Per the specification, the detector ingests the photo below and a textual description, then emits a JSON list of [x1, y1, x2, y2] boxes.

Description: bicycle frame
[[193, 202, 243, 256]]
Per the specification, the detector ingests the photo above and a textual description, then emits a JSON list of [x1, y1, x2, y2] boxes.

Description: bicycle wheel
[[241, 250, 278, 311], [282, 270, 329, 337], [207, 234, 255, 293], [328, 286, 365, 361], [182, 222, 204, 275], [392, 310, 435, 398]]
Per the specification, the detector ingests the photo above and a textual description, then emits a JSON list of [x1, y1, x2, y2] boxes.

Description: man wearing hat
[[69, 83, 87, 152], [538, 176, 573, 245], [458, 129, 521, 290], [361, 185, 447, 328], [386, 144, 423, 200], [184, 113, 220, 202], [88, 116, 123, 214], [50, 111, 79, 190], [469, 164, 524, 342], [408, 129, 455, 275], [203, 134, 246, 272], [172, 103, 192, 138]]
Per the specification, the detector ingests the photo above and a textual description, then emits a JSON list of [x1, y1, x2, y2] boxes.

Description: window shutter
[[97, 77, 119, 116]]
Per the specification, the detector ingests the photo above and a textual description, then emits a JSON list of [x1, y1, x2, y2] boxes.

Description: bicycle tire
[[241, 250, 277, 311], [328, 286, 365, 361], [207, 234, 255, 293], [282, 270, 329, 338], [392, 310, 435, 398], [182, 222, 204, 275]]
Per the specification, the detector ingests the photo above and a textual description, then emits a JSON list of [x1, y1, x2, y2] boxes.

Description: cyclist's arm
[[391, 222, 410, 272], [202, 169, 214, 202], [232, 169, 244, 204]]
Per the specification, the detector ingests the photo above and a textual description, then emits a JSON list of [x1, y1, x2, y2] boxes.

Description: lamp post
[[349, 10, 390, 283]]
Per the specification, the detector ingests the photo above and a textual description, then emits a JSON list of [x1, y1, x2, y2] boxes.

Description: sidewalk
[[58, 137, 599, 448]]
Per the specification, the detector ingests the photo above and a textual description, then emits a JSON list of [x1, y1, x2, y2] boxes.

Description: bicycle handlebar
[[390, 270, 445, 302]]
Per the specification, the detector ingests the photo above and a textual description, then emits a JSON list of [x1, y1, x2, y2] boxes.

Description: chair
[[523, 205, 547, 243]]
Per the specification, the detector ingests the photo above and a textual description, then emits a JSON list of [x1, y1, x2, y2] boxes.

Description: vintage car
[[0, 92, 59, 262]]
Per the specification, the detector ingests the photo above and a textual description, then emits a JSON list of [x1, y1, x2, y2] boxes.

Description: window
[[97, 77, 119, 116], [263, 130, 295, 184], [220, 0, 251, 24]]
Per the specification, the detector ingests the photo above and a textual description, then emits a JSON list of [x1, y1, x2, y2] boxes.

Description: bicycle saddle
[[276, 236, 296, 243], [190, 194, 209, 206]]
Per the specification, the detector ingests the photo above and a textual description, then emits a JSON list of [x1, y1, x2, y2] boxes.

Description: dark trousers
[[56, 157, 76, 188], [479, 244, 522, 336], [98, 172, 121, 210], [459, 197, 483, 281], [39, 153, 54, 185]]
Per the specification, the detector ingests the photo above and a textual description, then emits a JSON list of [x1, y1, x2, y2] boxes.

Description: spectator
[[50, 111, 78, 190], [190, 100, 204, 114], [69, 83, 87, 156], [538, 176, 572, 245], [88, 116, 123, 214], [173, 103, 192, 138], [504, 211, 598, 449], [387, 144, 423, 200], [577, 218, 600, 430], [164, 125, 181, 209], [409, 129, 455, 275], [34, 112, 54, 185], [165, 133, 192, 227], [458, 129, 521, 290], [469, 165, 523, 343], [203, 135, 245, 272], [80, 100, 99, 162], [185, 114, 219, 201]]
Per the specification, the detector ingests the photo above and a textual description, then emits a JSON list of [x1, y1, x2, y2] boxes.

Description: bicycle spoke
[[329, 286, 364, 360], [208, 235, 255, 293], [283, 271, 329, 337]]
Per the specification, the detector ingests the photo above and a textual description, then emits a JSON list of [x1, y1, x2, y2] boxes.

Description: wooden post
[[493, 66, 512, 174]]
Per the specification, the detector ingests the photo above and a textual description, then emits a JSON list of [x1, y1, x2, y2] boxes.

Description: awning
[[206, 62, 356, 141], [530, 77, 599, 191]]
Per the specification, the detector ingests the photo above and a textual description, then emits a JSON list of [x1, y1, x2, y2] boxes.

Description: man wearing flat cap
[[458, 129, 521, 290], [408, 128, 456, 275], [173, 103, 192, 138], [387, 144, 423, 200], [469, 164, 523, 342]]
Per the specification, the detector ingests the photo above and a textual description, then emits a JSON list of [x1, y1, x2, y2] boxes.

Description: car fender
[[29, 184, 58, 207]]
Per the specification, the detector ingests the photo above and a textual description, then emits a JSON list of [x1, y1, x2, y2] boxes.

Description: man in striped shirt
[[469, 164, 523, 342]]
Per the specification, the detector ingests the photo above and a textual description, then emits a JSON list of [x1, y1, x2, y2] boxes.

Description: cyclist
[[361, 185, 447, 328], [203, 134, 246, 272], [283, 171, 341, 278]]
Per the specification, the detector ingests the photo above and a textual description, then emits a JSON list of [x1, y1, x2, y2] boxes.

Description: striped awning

_Exercise_
Recopy the whole listing exactly.

_Solution for this problem_
Per the specification, the detector ingests the photo below and a textual description, then emits a JSON list of [x1, y1, x2, y2] boxes.

Description: bicycle frame
[[193, 202, 243, 256]]
Per the specification, the detector ingests the photo above and a textual description, then emits a JSON list of [x1, y1, x2, y2] boxes.

Description: bicycle wheel
[[241, 250, 278, 311], [282, 270, 329, 337], [207, 234, 255, 293], [328, 286, 365, 361], [182, 222, 204, 275], [392, 310, 435, 398]]
Per the specification, the detector ingests the photo above and a textual description, then emits a JSON list of [x1, y1, x2, y2] boxes.

Description: man wearing hat
[[69, 83, 87, 152], [538, 176, 573, 245], [458, 129, 521, 290], [361, 185, 447, 328], [386, 144, 423, 200], [184, 113, 220, 202], [88, 116, 123, 214], [50, 111, 79, 190], [469, 164, 524, 342], [408, 129, 455, 275], [203, 134, 246, 272], [172, 103, 192, 138]]
Per the specification, the detector ingests the photo above and a textual description, then emits a JSON list of [x1, y1, x2, y2] boxes.

Description: window shutter
[[97, 77, 119, 116]]
Per the specification, the detector ingests the photo above and a textual description, then emits a JSON list of [x1, y1, x2, y2] boxes.

Description: bicycle tire
[[241, 250, 277, 311], [328, 286, 365, 361], [207, 234, 255, 293], [282, 270, 329, 338], [392, 310, 435, 398], [182, 222, 204, 275]]
Per the specification, the detector ingests the photo above and a textual description, then emits a JSON list of [x1, y1, x2, y2] boxes.

Description: cyclist's arm
[[391, 222, 410, 272], [202, 169, 214, 202], [232, 169, 244, 204]]
Per the specification, the detector ingests the photo above and a textual description, then emits a JSON list of [x1, y1, x2, y2] boxes.

Description: lamp post
[[349, 10, 390, 283]]
Per the specification, the detector ingests the photo above and a textual description, then emits a JSON list of [x1, y1, x2, y2] boxes.

Description: sidewalk
[[58, 137, 599, 448]]
Per the specification, the detector ingests the photo above and a textual description, then emits a JSON list of [x1, y1, x2, y2] boxes.

Description: bicycle handlebar
[[390, 270, 445, 302]]
Per the specification, the detector ingests the photo above and a textual description, then emits a JSON list of [x1, y1, x2, y2] boxes.

Description: chair
[[523, 205, 547, 243]]
Per the specification, the detector ingests the photo above and a textual description, then emits a JSON list of [x1, y1, x2, y2] boxes.

Description: vintage car
[[0, 92, 59, 262]]
Per the specification, the detector ingests the photo above and a textual description, then emits a JSON list of [x1, y1, x2, y2] boxes.

Description: window
[[97, 77, 119, 116], [263, 130, 295, 184], [220, 0, 251, 24]]
Per the specification, the detector ingests the photo above and a textual description, then emits a JSON list of [x1, y1, x2, y2] boxes.

Description: bicycle saddle
[[276, 236, 296, 243], [190, 194, 209, 206]]
Per the specification, the detector ingests the photo above and a textual description, then emits a JSON list of [x1, y1, x2, y2] boxes.

Description: dark trousers
[[56, 157, 76, 188], [479, 244, 522, 336], [98, 172, 121, 210], [459, 197, 483, 281], [39, 153, 54, 185]]
Per the specification, the detector ingests the photo above and a textual description, then emits a JSON list of [x1, y1, x2, y2] boxes.

Description: spectator
[[50, 111, 78, 190], [190, 100, 204, 114], [69, 83, 87, 156], [538, 176, 572, 245], [88, 116, 123, 214], [173, 103, 192, 138], [504, 211, 598, 449], [387, 144, 423, 200], [577, 218, 600, 430], [164, 125, 181, 209], [409, 129, 455, 275], [34, 112, 54, 185], [165, 133, 192, 227], [458, 129, 521, 290], [469, 165, 523, 343], [203, 135, 245, 272], [80, 100, 99, 162], [185, 114, 219, 201]]
Per the specification, the detector ingests the photo above and a textual description, then emits a JSON list of [x1, y1, x2, y2] boxes.

Description: bicycle spoke
[[329, 286, 364, 360], [208, 235, 255, 293], [283, 271, 329, 337]]
Per the specification, the detector ingests the photo above and a textual description, then emits a JSON list of [x1, y1, x2, y2] boxes.

Description: wooden post
[[493, 66, 512, 174]]
Per the specification, the detector ingests the photo above and a textual description, then emits a JSON list of [x1, y1, x2, y2] boxes.

Description: awning
[[206, 62, 356, 141], [530, 77, 599, 191]]
Per the specification, the detector ingests the photo above and a textual description, then emits a JSON list of [x1, y1, x2, y2] boxes.

Description: man wearing flat cap
[[458, 129, 521, 290], [408, 128, 456, 275], [173, 103, 192, 138], [387, 144, 423, 200], [469, 164, 523, 342]]
Per the specification, the detector ingests the photo above and a textual description, then emits a JSON list of [x1, y1, x2, y2] boxes.

Description: car fender
[[29, 184, 58, 207]]
Per the specification, the detector ingests the photo above and a textual description, then emits a JSON list of [x1, y1, x2, y2] boxes.

Description: man in striped shirt
[[469, 164, 523, 342]]
Per the specification, the detector ingests the photo above and a textual description, then emits a JSON list of [x1, y1, x2, y2] boxes.

Description: cyclist
[[361, 185, 447, 328], [203, 134, 246, 272], [283, 171, 341, 278]]
Per the specification, the detector ingests the photo above and a textual description, then emits a JSON list of [x1, y1, x2, y2] boxes.

Description: striped awning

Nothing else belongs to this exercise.